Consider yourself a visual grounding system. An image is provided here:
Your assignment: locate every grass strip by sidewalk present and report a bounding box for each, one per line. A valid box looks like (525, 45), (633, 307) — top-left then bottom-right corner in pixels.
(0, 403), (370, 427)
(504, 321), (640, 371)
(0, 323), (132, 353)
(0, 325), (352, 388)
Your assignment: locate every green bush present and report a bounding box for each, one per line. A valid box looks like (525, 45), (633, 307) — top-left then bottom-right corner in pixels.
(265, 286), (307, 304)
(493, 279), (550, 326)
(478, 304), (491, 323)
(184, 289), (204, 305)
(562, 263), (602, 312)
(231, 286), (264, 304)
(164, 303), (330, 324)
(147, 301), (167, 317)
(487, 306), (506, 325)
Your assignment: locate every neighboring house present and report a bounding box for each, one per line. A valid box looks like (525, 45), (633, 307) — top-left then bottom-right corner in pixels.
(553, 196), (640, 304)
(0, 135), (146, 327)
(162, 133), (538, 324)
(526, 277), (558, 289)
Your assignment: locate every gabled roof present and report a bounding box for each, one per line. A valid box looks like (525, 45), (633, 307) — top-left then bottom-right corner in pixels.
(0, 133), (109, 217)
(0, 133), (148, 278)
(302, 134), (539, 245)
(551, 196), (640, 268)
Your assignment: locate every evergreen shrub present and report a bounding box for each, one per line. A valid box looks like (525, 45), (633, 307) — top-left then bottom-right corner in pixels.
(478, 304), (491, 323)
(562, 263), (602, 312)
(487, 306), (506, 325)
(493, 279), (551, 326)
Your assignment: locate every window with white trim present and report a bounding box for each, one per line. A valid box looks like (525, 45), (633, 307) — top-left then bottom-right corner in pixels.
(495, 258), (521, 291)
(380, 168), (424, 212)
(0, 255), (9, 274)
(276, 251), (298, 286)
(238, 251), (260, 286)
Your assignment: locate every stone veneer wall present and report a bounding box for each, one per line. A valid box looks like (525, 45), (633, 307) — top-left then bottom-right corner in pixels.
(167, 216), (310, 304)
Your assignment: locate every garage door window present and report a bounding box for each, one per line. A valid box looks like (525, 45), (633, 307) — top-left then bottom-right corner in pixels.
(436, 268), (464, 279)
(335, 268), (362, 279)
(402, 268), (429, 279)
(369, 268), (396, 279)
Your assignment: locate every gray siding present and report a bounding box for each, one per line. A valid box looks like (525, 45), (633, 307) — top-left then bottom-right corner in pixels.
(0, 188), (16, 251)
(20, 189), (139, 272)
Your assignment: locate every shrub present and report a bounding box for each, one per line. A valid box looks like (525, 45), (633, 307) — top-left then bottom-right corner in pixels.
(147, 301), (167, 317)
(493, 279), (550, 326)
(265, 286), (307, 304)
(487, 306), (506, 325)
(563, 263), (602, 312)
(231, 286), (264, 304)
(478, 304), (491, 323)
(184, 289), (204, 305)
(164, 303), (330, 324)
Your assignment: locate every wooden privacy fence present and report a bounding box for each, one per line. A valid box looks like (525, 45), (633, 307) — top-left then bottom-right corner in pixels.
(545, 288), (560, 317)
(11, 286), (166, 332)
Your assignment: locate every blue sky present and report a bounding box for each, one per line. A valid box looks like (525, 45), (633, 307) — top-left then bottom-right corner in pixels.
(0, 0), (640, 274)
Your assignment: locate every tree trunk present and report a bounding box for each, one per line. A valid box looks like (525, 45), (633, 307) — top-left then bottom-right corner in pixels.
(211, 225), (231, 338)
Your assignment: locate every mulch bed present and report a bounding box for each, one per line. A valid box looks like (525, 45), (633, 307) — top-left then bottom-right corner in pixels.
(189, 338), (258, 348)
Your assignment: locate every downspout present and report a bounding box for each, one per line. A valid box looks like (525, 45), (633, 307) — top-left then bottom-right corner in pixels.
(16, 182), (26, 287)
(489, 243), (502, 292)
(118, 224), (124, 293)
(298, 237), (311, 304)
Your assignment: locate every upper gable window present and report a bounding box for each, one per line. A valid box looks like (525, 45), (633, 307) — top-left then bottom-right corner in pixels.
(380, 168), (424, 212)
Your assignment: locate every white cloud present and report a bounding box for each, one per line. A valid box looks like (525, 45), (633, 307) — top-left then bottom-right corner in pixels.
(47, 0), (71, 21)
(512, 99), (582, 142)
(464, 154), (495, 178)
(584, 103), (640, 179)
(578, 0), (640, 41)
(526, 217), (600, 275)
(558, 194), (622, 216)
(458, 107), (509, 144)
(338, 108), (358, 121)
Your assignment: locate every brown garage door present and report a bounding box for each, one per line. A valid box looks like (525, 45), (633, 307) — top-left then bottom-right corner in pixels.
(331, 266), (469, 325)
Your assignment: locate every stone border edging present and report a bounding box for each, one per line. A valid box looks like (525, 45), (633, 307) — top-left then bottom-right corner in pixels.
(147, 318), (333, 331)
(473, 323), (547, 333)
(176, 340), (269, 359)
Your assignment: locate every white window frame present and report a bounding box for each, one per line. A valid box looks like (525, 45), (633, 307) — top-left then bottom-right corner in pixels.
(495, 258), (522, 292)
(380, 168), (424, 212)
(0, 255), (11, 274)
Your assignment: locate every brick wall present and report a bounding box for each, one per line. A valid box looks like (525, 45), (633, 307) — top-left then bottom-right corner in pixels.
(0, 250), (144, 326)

DIRECTION - Copy the stretch from the line containing "Your assignment: locate every wooden" through the line containing "(0, 0), (640, 274)", multiplying each bounding-box coordinate in the answers by 0.6 and rounding to whole numbers, with halves rounded up. Leave all other text unchanged.

EXPECTED ANSWER -
Your assignment: locate every wooden privacy fence present and report a bounding box for each, one per line. A valid box looks like (525, 45), (633, 307) — top-left then bottom-right corner in pixels.
(327, 173), (336, 190)
(7, 172), (100, 199)
Your assignment: locate every blue sky present and report a bounding box for each, one per line. A valid box looks like (525, 45), (633, 307) — top-left then bottom-right corner in pixels.
(0, 0), (384, 164)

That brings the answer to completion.